_Directions_
Present every line of the records below as a Markdown table with the columns "Row" and "Line", numbering each row and skipping blank lines. Omit the pictures.

§ §

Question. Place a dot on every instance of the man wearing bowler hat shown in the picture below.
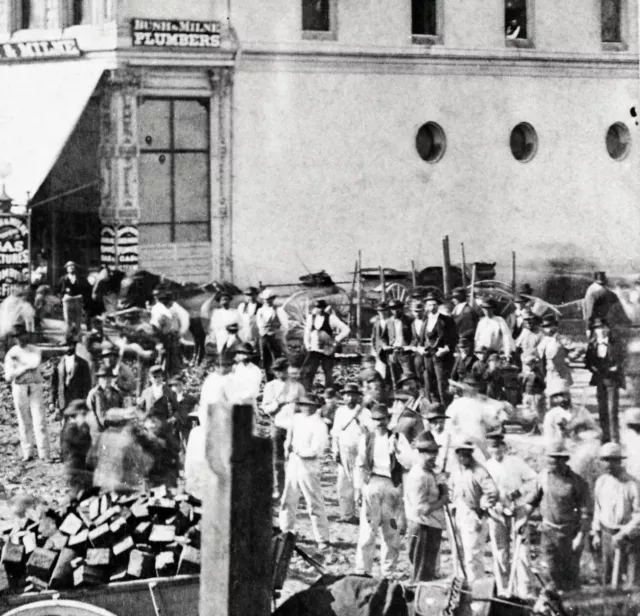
(321, 342)
(425, 496)
(465, 317)
(381, 496)
(351, 421)
(493, 331)
(73, 290)
(563, 498)
(272, 323)
(307, 440)
(616, 517)
(398, 341)
(247, 312)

§ §

_Result of the exercise_
| Row | Line |
|---|---|
| 1 | Question. Place a dot on every instance of the man wearing bowler hat shown in the picture below. |
| 2 | (321, 342) |
| 3 | (425, 496) |
| 4 | (465, 317) |
| 5 | (381, 496) |
| 6 | (351, 421) |
| 7 | (493, 331) |
| 8 | (73, 290) |
| 9 | (563, 498) |
| 10 | (272, 323) |
| 11 | (307, 440) |
| 12 | (616, 517) |
| 13 | (398, 341) |
| 14 | (247, 312) |